- [EXTRACTED TEXT]:
President Trump said Thursday night that anti-Catholic bigotry “predominates in the Democrat Party,” and vowed that he won’t allow bias to derail the Supreme Court nomination of Judge Amy Coney Barrett.
In a recorded address to the 75th Annual Alfred E. Smith Memorial Foundation dinner in New York, the president said he was honored to nominate Judge Barrett, a Catholic who sits on the 7th Circuit Court of Appeals.
“We will not stand for any attacks against Judge Barrett’s faith,” Mr. Trump said. “Anti-Catholic bigotry has absolutely no place in the United States of America. It predominates in the Democrat Party, and we must do something immediately about it, like a Republican win. And let’s make it a really big one.”
Some Democrats in Congress have previously raised questions about Judge Barrett’s faith. Since her nomination last week, some in the media have also made an issue of her Catholicism, questioning whether it would lead her to vote on the high court to outlaw abortion.
Mr. Trump said the right to life “is so important to the Supreme Court” in this election year.
Democratic nominee Joseph R. Biden, who is Catholic, also spoke in a recorded address. He said the COVID crisis has tested Americans’ faith.
“The losses are so catastrophic,” Mr. Biden said. “But the American people don’t give up. There is no quit in America. One day we will look back and recall not how far we fell, but how fiercely we fought back as a country.”

- [WHAT TO DO]:
In the report on Trump's dinner address, which court does Judge Amy Coney Barrett sit on?

- [SUPPLIED MATERIAL]:
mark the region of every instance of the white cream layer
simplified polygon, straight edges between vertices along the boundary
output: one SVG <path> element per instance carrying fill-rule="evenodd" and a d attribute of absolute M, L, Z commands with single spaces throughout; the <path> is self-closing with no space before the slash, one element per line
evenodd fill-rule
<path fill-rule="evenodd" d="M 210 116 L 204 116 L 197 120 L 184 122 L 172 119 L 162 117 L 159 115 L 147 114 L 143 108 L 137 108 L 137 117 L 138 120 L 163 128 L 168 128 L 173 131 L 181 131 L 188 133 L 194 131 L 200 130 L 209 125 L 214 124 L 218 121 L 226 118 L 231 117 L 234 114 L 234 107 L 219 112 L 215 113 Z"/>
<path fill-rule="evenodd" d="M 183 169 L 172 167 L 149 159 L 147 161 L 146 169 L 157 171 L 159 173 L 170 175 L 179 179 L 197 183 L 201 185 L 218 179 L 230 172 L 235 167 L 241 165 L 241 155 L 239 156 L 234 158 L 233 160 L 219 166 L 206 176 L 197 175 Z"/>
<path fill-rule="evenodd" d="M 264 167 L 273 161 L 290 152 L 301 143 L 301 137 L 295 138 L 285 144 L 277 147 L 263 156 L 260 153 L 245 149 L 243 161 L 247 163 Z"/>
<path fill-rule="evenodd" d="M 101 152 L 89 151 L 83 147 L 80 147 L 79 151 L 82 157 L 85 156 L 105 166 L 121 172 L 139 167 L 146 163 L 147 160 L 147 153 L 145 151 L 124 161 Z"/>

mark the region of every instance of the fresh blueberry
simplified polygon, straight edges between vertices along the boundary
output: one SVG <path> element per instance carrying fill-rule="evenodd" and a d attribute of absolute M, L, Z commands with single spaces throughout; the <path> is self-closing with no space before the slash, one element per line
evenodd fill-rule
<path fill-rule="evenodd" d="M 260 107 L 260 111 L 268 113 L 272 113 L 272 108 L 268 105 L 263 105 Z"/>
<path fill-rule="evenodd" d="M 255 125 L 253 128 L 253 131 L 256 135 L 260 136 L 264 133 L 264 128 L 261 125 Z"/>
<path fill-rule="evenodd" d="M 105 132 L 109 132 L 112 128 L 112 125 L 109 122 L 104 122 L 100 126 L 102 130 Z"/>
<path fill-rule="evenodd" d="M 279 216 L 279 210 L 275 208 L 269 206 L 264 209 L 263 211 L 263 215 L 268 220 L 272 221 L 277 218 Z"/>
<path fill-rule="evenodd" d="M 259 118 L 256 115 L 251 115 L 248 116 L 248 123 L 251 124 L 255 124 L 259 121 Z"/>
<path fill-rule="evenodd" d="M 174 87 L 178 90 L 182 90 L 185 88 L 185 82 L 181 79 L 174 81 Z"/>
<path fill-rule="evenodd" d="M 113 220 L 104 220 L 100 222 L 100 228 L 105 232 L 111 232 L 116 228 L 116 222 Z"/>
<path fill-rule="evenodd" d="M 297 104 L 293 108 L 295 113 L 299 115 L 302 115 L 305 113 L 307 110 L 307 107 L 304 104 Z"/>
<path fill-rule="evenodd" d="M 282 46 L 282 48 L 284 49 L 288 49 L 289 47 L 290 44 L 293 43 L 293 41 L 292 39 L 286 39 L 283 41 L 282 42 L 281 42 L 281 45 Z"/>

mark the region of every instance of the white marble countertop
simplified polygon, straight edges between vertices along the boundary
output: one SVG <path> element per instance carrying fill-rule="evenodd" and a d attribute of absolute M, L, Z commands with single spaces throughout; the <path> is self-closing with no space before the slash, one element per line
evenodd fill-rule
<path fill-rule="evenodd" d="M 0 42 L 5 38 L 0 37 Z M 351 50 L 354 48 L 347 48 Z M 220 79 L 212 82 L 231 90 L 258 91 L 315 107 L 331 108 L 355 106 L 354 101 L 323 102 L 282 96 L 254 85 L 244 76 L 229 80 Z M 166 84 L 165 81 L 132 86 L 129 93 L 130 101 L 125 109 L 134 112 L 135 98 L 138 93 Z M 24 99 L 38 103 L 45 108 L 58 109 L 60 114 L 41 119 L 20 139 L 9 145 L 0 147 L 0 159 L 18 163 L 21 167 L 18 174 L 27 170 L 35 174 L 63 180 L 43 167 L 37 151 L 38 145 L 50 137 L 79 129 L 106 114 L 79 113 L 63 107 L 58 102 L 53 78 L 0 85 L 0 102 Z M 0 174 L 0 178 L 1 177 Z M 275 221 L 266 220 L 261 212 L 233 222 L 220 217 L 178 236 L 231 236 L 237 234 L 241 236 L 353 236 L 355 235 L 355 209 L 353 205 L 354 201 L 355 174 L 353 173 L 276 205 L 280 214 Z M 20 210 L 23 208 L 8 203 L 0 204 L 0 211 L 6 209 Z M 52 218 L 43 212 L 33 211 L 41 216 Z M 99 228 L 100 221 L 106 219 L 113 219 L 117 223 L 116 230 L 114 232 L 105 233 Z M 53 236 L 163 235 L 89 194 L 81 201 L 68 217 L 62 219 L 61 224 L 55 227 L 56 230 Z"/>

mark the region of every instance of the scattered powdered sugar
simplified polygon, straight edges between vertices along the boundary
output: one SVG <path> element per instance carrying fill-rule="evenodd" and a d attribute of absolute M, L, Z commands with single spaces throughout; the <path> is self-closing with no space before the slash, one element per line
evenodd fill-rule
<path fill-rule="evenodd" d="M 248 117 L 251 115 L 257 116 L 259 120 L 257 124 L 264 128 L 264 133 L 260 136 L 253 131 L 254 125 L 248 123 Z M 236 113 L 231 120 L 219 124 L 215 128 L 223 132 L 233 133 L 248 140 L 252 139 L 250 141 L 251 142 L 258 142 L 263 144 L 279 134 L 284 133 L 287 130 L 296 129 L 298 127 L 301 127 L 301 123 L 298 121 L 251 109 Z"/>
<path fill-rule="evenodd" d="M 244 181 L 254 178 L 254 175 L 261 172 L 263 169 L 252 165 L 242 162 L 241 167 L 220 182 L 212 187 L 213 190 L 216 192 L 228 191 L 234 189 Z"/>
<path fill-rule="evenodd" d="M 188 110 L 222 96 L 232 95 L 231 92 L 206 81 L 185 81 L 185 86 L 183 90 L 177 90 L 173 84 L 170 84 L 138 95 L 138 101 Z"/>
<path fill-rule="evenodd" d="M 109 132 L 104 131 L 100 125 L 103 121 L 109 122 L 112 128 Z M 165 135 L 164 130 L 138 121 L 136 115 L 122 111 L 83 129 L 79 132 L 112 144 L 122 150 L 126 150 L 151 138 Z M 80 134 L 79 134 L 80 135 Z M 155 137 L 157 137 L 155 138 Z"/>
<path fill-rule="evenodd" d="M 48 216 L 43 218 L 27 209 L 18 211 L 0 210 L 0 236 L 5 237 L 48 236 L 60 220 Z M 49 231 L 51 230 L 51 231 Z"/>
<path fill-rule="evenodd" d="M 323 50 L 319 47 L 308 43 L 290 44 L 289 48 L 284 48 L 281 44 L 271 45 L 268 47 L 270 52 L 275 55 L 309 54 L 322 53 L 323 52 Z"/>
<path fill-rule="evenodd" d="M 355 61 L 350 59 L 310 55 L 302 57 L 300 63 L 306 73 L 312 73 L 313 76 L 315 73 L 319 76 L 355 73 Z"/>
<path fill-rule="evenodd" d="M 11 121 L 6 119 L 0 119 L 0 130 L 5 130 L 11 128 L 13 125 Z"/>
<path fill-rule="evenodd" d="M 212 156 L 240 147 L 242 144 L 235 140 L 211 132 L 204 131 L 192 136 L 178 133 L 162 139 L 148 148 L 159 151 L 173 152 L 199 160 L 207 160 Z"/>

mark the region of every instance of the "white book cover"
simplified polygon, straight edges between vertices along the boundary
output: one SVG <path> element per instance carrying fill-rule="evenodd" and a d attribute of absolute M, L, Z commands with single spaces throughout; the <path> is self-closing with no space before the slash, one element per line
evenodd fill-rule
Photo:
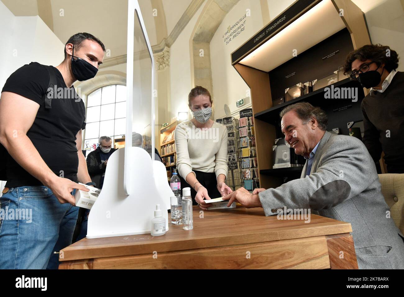
<path fill-rule="evenodd" d="M 74 198 L 76 198 L 76 205 L 80 207 L 91 209 L 94 205 L 95 200 L 98 198 L 98 195 L 101 193 L 101 190 L 96 187 L 92 187 L 84 183 L 79 183 L 90 190 L 88 192 L 81 190 L 76 190 Z"/>

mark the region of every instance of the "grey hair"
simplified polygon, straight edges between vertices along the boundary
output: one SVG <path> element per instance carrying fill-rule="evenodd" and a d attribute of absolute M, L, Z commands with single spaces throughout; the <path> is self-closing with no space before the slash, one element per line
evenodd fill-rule
<path fill-rule="evenodd" d="M 298 117 L 302 120 L 303 125 L 307 124 L 312 118 L 317 120 L 318 128 L 325 131 L 328 127 L 328 118 L 325 112 L 319 107 L 315 107 L 307 102 L 298 102 L 294 104 L 288 105 L 279 114 L 282 118 L 287 113 L 293 111 L 296 113 Z"/>
<path fill-rule="evenodd" d="M 101 136 L 100 137 L 99 139 L 99 143 L 101 143 L 101 141 L 103 140 L 105 140 L 107 142 L 109 142 L 110 140 L 112 141 L 112 139 L 109 136 Z"/>

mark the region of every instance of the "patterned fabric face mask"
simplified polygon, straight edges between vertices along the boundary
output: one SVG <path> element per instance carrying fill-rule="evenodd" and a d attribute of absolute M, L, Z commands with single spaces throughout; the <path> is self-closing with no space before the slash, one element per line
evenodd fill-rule
<path fill-rule="evenodd" d="M 212 107 L 207 107 L 195 112 L 193 111 L 192 114 L 195 120 L 201 124 L 204 124 L 208 121 L 212 115 Z"/>

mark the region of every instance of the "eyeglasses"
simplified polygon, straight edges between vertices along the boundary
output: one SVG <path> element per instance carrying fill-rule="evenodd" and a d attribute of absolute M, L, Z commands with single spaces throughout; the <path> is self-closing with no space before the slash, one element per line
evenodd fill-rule
<path fill-rule="evenodd" d="M 105 149 L 105 150 L 108 150 L 109 148 L 111 148 L 112 147 L 112 145 L 109 145 L 109 146 L 104 146 L 104 145 L 101 145 L 101 144 L 99 145 L 103 149 Z"/>
<path fill-rule="evenodd" d="M 370 65 L 372 63 L 375 63 L 376 62 L 374 61 L 372 61 L 372 62 L 369 62 L 368 63 L 366 63 L 366 64 L 364 64 L 362 66 L 360 67 L 359 70 L 356 70 L 354 71 L 351 74 L 351 78 L 352 79 L 357 80 L 358 78 L 359 77 L 359 72 L 360 72 L 361 73 L 363 73 L 364 72 L 366 72 L 366 71 L 369 70 L 369 65 Z M 377 67 L 379 68 L 379 67 Z"/>

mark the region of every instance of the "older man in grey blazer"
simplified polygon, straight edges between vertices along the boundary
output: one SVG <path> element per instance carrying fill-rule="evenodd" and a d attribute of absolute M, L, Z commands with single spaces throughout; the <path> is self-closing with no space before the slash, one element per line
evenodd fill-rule
<path fill-rule="evenodd" d="M 297 154 L 307 159 L 301 178 L 276 188 L 244 188 L 225 198 L 228 205 L 312 213 L 349 222 L 360 269 L 404 268 L 404 236 L 390 217 L 373 162 L 366 147 L 351 136 L 326 130 L 325 113 L 309 103 L 289 105 L 280 114 L 282 132 Z"/>

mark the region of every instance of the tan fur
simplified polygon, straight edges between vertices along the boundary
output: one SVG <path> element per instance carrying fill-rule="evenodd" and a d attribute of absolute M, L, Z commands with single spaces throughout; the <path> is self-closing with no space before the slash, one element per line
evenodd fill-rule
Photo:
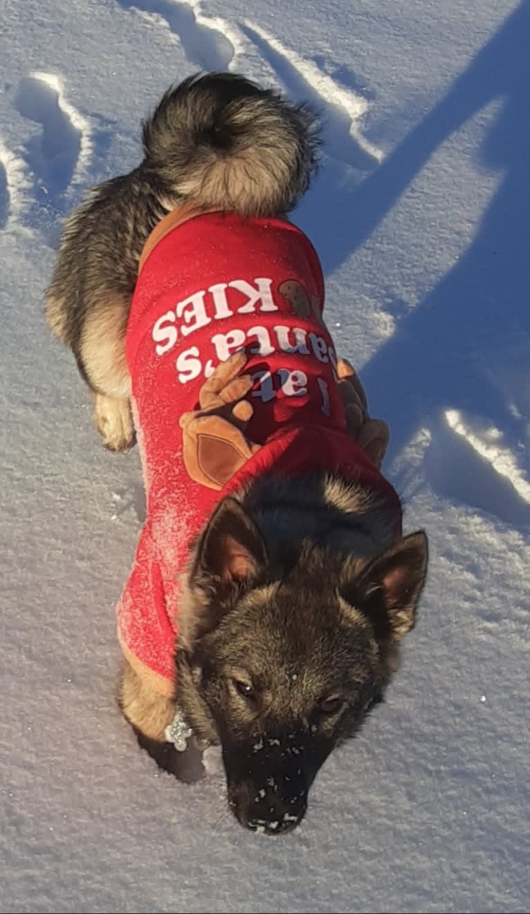
<path fill-rule="evenodd" d="M 46 323 L 61 343 L 66 343 L 67 314 L 64 300 L 49 295 L 46 300 Z"/>
<path fill-rule="evenodd" d="M 81 337 L 81 356 L 94 390 L 108 397 L 131 393 L 125 358 L 125 327 L 129 303 L 119 295 L 94 307 L 86 316 Z"/>
<path fill-rule="evenodd" d="M 144 736 L 165 739 L 164 731 L 175 717 L 175 702 L 157 692 L 127 660 L 124 660 L 118 701 L 124 716 Z"/>
<path fill-rule="evenodd" d="M 126 451 L 134 443 L 135 426 L 127 397 L 96 394 L 94 422 L 109 451 Z"/>

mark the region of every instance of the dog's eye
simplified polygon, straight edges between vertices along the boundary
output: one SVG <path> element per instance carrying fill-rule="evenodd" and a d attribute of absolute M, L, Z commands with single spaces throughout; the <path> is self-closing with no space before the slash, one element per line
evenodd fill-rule
<path fill-rule="evenodd" d="M 254 698 L 254 691 L 250 683 L 243 682 L 241 679 L 233 679 L 233 683 L 243 698 Z"/>
<path fill-rule="evenodd" d="M 319 705 L 319 710 L 320 714 L 330 715 L 336 714 L 337 711 L 341 710 L 343 705 L 342 698 L 339 695 L 330 695 L 327 698 L 324 698 Z"/>

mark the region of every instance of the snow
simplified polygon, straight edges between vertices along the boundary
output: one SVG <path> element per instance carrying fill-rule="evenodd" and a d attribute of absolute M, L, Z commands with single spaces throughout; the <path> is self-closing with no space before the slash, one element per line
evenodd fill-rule
<path fill-rule="evenodd" d="M 4 0 L 0 910 L 528 910 L 529 36 L 528 0 Z M 198 66 L 325 116 L 297 219 L 431 546 L 386 703 L 282 838 L 212 750 L 177 783 L 120 718 L 138 453 L 103 451 L 42 316 L 61 219 Z"/>

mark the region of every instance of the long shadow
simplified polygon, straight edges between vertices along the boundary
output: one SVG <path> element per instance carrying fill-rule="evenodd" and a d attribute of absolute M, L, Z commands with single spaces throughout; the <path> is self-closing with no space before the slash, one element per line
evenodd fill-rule
<path fill-rule="evenodd" d="M 503 177 L 475 239 L 362 372 L 373 413 L 391 423 L 391 455 L 421 423 L 438 420 L 445 408 L 485 416 L 514 442 L 528 435 L 529 39 L 530 2 L 524 0 L 444 99 L 376 171 L 343 196 L 341 207 L 335 195 L 333 211 L 323 219 L 317 193 L 303 210 L 305 228 L 330 272 L 365 241 L 436 149 L 476 112 L 502 100 L 478 155 Z M 323 193 L 330 191 L 324 182 Z M 455 222 L 460 219 L 455 213 Z"/>
<path fill-rule="evenodd" d="M 514 437 L 528 415 L 529 37 L 525 0 L 443 101 L 354 195 L 356 245 L 435 148 L 503 97 L 481 156 L 503 176 L 474 240 L 363 371 L 373 409 L 390 421 L 395 417 L 395 451 L 445 407 L 485 414 Z"/>

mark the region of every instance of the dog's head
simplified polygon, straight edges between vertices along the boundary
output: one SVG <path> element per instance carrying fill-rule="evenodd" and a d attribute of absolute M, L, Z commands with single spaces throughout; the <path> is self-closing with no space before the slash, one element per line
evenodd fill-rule
<path fill-rule="evenodd" d="M 198 735 L 221 742 L 242 824 L 301 821 L 322 762 L 383 696 L 426 569 L 418 532 L 370 560 L 306 543 L 278 579 L 254 522 L 222 502 L 189 573 L 178 688 Z"/>

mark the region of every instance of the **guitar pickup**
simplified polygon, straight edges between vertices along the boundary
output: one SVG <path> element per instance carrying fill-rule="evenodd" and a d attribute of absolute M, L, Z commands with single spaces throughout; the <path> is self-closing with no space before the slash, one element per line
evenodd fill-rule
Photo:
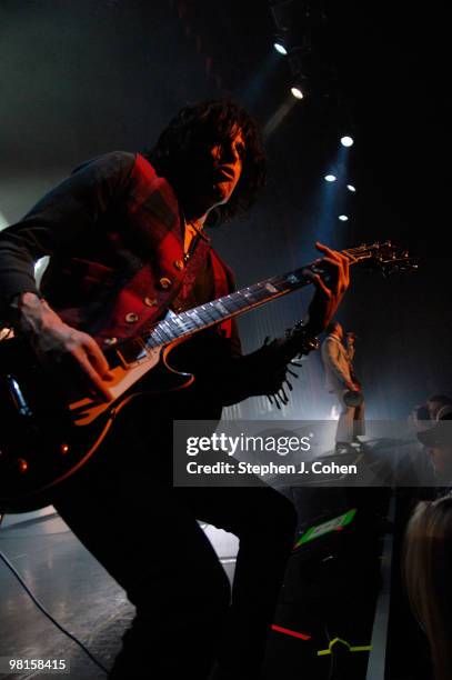
<path fill-rule="evenodd" d="M 115 353 L 125 369 L 131 364 L 141 363 L 148 358 L 148 350 L 141 338 L 125 340 L 115 348 Z"/>

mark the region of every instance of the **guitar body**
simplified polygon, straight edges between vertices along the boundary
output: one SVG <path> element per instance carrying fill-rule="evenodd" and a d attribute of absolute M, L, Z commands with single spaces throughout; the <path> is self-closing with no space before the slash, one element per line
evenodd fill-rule
<path fill-rule="evenodd" d="M 350 263 L 371 264 L 385 274 L 416 268 L 409 253 L 390 241 L 348 249 L 343 254 Z M 222 320 L 310 286 L 312 278 L 305 276 L 307 268 L 323 273 L 328 280 L 328 271 L 313 262 L 185 312 L 168 311 L 144 334 L 117 341 L 115 347 L 106 350 L 113 373 L 113 380 L 106 383 L 111 396 L 109 402 L 88 394 L 86 386 L 71 384 L 70 373 L 62 366 L 43 368 L 20 339 L 0 341 L 0 512 L 24 512 L 49 504 L 54 487 L 99 450 L 110 431 L 114 431 L 112 426 L 118 416 L 128 417 L 129 406 L 143 397 L 171 394 L 193 382 L 193 374 L 170 366 L 170 361 L 178 359 L 170 357 L 177 347 L 183 349 L 190 344 L 188 339 Z M 297 332 L 292 340 L 295 348 Z M 293 349 L 290 357 L 300 351 Z M 179 366 L 190 367 L 181 353 Z M 198 349 L 194 354 L 209 370 L 208 353 Z M 193 372 L 198 372 L 195 362 Z M 160 398 L 162 401 L 165 400 Z"/>
<path fill-rule="evenodd" d="M 137 367 L 113 368 L 112 391 L 122 387 L 122 393 L 100 403 L 86 397 L 74 400 L 62 371 L 44 369 L 20 340 L 0 342 L 0 512 L 27 512 L 51 503 L 54 487 L 113 434 L 115 418 L 127 418 L 133 401 L 191 384 L 193 376 L 170 368 L 177 344 L 154 352 L 133 389 L 124 390 L 123 383 L 127 387 Z"/>

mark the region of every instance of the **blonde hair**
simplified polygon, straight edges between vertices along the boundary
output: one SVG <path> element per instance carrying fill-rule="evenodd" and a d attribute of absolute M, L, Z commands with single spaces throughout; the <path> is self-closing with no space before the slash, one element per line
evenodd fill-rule
<path fill-rule="evenodd" d="M 408 524 L 403 576 L 429 638 L 435 680 L 452 678 L 452 496 L 421 502 Z"/>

- [RESPONSE TO THE TASK]:
The 7th Circuit Court of Appeals.